"""
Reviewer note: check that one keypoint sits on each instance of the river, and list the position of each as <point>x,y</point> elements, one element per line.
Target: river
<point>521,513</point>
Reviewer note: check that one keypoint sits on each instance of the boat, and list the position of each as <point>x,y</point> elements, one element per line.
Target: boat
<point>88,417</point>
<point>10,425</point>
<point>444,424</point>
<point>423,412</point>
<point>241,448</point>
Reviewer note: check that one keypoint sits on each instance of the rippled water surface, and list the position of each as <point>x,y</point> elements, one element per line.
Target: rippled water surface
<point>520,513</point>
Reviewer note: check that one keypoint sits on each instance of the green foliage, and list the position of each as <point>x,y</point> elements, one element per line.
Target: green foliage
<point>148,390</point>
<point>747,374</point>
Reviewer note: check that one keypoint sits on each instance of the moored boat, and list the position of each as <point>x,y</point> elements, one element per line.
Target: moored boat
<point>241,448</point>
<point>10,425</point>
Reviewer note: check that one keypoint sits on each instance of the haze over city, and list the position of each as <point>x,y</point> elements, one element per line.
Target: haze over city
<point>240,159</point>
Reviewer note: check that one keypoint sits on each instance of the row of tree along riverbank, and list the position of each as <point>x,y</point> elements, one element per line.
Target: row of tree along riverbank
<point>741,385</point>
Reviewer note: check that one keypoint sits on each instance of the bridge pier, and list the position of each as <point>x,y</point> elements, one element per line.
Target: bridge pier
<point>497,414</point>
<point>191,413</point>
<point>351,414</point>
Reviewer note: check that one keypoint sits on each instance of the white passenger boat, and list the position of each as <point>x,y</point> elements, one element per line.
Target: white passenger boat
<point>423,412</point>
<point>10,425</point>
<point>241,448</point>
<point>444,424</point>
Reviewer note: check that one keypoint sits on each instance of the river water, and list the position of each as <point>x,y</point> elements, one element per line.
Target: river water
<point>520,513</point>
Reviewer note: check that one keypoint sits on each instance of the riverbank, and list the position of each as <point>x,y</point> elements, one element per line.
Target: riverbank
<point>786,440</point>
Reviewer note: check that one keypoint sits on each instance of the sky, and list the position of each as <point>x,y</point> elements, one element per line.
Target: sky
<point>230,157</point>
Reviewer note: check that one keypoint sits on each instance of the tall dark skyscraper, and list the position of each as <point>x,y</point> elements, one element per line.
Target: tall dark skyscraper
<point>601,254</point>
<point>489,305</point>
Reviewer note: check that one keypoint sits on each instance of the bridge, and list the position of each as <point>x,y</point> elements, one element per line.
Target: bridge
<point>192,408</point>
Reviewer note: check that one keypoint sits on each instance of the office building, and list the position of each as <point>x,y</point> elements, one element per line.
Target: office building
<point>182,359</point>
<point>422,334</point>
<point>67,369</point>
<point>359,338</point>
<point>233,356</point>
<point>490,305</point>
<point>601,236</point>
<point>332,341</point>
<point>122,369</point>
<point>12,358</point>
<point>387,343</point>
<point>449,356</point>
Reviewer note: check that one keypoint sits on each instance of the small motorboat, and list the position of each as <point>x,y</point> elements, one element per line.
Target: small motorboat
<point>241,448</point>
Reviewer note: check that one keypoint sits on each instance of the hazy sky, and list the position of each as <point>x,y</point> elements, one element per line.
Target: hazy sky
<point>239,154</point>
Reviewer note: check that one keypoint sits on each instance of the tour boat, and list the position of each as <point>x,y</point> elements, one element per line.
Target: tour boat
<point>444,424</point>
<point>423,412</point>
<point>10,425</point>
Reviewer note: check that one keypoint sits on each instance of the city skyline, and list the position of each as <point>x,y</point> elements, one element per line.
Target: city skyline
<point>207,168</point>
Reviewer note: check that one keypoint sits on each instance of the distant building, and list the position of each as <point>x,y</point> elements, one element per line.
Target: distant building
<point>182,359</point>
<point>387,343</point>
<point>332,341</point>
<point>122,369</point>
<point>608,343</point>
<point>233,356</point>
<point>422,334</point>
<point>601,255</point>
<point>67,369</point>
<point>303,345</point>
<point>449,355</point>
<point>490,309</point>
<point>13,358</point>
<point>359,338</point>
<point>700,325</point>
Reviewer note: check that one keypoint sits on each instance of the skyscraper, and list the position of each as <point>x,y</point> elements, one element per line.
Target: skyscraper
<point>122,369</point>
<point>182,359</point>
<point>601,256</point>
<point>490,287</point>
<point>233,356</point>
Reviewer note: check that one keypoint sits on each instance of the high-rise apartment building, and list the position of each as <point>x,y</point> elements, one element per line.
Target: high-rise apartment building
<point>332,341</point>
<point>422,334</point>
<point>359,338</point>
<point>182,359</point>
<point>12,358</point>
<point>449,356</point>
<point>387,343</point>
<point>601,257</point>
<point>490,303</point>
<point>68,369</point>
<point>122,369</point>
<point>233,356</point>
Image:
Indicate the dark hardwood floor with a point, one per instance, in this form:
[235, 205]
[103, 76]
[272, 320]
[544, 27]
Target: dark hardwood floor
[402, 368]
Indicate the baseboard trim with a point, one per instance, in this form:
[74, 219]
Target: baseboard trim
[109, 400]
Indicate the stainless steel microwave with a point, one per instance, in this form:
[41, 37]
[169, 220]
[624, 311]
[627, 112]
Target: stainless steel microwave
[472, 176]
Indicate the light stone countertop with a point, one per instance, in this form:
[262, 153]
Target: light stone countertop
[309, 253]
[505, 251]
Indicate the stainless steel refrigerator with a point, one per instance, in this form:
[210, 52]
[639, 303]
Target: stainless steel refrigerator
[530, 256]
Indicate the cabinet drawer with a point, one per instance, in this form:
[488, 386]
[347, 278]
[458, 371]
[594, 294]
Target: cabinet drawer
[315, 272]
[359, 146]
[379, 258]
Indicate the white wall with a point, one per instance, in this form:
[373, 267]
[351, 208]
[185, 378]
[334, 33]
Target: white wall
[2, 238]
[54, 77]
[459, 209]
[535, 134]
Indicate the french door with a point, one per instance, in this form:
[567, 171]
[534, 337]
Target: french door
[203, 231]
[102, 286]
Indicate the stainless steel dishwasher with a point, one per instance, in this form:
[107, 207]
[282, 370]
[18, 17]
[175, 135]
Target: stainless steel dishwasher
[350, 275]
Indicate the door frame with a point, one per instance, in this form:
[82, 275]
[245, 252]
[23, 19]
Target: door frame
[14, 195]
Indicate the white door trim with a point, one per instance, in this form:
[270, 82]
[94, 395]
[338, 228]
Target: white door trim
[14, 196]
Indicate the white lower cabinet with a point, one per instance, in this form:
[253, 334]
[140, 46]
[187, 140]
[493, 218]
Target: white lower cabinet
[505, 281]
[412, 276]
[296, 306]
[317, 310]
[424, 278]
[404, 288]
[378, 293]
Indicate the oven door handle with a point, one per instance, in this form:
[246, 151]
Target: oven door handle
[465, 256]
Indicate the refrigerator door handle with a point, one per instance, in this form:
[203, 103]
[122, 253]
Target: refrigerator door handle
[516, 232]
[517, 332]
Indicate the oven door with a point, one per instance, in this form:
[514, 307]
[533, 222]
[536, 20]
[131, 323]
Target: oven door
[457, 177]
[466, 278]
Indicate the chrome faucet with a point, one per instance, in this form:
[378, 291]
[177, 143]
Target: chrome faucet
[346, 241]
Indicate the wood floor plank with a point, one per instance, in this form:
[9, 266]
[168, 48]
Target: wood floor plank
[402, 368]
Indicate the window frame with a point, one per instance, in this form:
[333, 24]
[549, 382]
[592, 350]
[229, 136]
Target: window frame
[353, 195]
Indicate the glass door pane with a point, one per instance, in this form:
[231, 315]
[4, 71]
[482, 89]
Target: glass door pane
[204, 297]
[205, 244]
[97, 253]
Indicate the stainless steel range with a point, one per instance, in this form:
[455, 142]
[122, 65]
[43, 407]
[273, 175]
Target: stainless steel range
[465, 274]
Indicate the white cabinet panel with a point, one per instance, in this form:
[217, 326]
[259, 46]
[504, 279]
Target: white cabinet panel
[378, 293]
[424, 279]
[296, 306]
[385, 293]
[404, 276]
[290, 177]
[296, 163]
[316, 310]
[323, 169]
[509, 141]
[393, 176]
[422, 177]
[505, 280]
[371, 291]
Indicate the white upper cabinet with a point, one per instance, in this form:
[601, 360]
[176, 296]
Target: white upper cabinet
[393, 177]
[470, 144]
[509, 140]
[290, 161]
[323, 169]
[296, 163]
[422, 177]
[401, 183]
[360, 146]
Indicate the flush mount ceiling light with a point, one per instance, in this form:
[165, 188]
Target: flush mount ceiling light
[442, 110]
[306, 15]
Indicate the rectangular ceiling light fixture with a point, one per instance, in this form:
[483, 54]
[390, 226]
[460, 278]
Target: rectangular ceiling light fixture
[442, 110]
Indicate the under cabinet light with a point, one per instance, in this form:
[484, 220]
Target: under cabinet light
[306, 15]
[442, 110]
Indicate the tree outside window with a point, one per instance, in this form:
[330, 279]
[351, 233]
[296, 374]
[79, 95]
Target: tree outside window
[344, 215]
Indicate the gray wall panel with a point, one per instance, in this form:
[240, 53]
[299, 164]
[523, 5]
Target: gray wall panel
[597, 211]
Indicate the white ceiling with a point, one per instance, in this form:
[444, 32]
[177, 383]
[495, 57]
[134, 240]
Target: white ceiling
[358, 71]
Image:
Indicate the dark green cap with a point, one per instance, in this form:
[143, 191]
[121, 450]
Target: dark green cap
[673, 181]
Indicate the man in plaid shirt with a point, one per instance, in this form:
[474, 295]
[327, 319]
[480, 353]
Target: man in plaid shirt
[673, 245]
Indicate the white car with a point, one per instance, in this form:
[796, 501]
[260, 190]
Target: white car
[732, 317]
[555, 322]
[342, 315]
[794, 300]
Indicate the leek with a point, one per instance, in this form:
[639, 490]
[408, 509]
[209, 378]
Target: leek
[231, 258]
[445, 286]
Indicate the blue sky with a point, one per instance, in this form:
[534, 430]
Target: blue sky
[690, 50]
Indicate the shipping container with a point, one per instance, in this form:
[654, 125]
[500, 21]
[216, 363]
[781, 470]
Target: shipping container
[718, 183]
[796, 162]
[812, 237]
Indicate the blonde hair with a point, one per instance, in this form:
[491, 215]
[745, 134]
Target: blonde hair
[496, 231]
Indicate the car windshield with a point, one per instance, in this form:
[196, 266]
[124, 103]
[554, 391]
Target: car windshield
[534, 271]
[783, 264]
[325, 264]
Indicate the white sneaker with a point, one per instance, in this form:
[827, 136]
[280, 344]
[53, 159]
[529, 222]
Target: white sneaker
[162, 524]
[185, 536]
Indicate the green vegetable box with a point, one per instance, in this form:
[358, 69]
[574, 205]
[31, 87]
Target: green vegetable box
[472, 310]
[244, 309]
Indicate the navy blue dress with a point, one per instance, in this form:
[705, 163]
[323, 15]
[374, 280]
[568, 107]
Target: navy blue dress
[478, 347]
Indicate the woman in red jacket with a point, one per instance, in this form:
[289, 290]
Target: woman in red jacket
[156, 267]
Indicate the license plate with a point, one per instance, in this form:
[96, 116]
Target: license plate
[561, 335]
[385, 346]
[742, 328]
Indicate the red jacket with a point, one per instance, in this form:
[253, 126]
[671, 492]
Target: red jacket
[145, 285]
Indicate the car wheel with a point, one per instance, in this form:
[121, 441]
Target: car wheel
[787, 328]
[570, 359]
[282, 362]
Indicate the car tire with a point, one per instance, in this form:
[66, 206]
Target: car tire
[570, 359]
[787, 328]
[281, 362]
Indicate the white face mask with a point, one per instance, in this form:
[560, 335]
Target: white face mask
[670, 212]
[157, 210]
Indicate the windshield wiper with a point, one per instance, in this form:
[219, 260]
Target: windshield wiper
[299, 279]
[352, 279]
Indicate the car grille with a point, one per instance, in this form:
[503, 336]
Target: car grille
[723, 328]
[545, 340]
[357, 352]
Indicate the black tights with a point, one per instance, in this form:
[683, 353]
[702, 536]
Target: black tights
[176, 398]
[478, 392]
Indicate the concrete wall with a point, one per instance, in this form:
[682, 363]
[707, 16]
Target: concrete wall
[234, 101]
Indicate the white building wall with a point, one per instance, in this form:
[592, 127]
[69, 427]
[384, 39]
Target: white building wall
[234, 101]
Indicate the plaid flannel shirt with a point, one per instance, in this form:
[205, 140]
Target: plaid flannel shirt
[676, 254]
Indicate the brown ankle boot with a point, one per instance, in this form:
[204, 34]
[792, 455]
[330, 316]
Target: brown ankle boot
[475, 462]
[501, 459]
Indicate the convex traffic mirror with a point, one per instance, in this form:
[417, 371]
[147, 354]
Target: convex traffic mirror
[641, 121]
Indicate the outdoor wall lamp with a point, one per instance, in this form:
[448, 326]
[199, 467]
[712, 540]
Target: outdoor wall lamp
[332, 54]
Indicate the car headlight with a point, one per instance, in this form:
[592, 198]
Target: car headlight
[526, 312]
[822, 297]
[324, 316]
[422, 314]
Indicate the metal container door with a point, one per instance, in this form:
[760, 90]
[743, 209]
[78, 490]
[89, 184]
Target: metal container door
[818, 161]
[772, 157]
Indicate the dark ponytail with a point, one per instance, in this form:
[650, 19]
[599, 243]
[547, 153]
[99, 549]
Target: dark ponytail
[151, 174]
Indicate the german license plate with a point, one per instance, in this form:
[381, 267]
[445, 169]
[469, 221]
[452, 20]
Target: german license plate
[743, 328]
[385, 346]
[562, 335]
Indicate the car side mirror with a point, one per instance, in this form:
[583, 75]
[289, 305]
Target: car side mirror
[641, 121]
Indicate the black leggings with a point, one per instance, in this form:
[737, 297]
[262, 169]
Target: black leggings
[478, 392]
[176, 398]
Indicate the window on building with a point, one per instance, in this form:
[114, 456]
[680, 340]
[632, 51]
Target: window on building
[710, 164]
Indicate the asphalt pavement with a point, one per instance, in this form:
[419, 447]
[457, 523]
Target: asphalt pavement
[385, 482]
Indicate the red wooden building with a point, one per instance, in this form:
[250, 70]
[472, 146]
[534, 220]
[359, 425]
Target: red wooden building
"""
**PROBLEM DESCRIPTION:** Within the material above, how many lines include the string "wooden"? Give only the number.

**YOUR SOLUTION:** 2